Document extract:
Nahmanides, a Torah scholar living in the 1200’s (700 years before the Big Bang Theory), in writing his commentary on Genesis interpolated the following from that sacred writing:
At the briefest instant following creation all the matter of the universe was concentrated in a very small place, no larger than a grain of mustard. The matter at this time was very thin, so intangible, that it did not have real substance. It did have, however, a potential to gain substance and form and to become tangible matter. From the initial concentration of this intangible substance in its minute location, the substance expanded, expanding the universe as it did so. As the expansion progressed, a change in the substance occurred. This initially thin noncorporeal substance took on the tangible aspects of matter as we know it. From this initial act of creation, from this etherieally thin pseudosubstance, everything that has existed, or will ever exist, was, is, and will be formed.
This is, in laymen’s terms, the Big Bang theory… written 700 years before the Big Bang theory.

Information given:
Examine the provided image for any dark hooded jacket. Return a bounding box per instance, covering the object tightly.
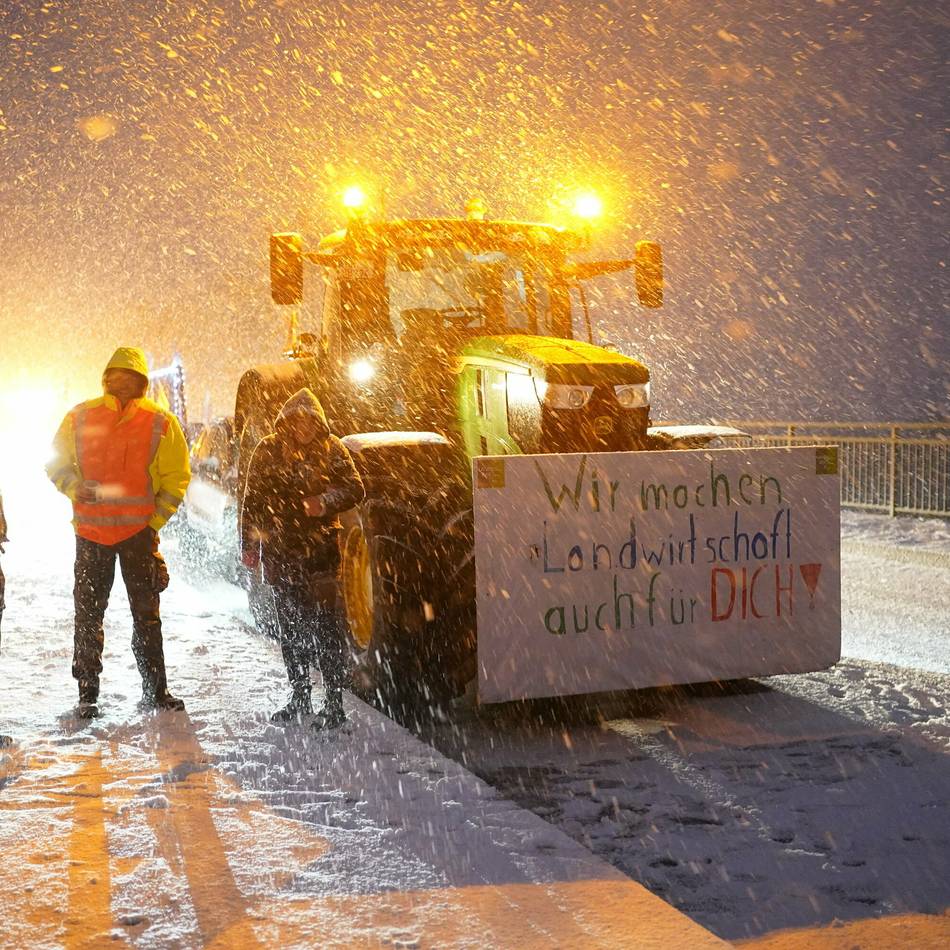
[241,389,364,583]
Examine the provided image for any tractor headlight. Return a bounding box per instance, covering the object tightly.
[534,379,594,409]
[614,383,650,409]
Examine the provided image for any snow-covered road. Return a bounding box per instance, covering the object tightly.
[0,494,721,950]
[0,480,950,947]
[429,512,950,947]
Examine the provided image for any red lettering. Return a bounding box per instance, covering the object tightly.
[775,564,795,617]
[749,567,765,620]
[709,567,736,621]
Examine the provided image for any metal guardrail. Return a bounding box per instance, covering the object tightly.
[727,420,950,518]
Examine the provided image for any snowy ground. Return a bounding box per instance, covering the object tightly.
[0,492,720,948]
[0,480,950,947]
[429,512,950,946]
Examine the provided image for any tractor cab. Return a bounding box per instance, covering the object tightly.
[271,217,662,455]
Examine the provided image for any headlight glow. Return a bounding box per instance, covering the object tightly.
[614,383,650,409]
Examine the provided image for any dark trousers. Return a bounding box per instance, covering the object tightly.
[274,574,349,701]
[73,528,168,696]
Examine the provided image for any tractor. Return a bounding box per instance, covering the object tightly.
[216,197,736,704]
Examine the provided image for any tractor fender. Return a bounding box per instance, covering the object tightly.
[647,425,751,450]
[342,432,475,702]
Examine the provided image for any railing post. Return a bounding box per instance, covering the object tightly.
[890,426,897,518]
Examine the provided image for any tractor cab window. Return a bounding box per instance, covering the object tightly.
[386,246,570,344]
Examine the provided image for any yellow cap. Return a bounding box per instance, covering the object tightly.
[103,346,148,379]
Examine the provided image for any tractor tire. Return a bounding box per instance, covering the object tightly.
[342,437,475,721]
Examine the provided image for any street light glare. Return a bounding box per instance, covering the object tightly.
[350,360,376,386]
[343,185,366,211]
[574,191,604,221]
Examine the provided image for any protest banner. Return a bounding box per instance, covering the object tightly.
[473,446,841,702]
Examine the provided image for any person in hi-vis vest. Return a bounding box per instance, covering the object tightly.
[46,347,191,715]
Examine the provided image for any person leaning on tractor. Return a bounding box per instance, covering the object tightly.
[241,389,363,729]
[46,347,191,716]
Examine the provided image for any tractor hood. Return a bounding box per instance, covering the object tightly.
[462,333,650,386]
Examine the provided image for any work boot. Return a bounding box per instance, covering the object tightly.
[76,677,99,719]
[270,688,313,725]
[313,695,346,729]
[139,689,185,712]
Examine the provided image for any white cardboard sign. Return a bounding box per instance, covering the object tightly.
[473,446,841,702]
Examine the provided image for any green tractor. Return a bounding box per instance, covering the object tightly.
[234,206,668,704]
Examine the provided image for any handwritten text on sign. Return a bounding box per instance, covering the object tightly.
[475,447,840,702]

Prompt 1: According to the passage on Nahmanides and the Big Bang, what did the early matter of the universe have the potential to gain or become? List each item.
Prompt 2: Continue the passage on Nahmanides and the Big Bang from the point where it ends.

Response 1:
- substance
- form
- tangible matter

Response 2:
The question of the age of the earth is actually incoherent, in that the answer is completely relative to the frame of reference, in terms of both time and space. This is a point that even people who understand the theory of relativity for some reason often don’t piece together. The theory of relativity proved that time does not flow in a uniform manner, being effected by gravity, velocity, and the size of the universe itself. The universe is only 15 billion years old from the frame of reference of modern day Earth.The idea that the earth is 6,000 years old conflicts with a concordance of data which are the foundation for the fundamental theories of physics, geology, biology, astronomy, archeology, paleontology, meteorology, genetics, and cosmology. Every field of science that touches upon or implies something about the age of Earth and the universe indicates that the age is on the scale of billions of years, not thousands. In order to hold that the universe is 6,000 years old, you must assume that the entire project of science is fundamentally and completely flawed.
That is why Young-earth Creationism is not taken seriously.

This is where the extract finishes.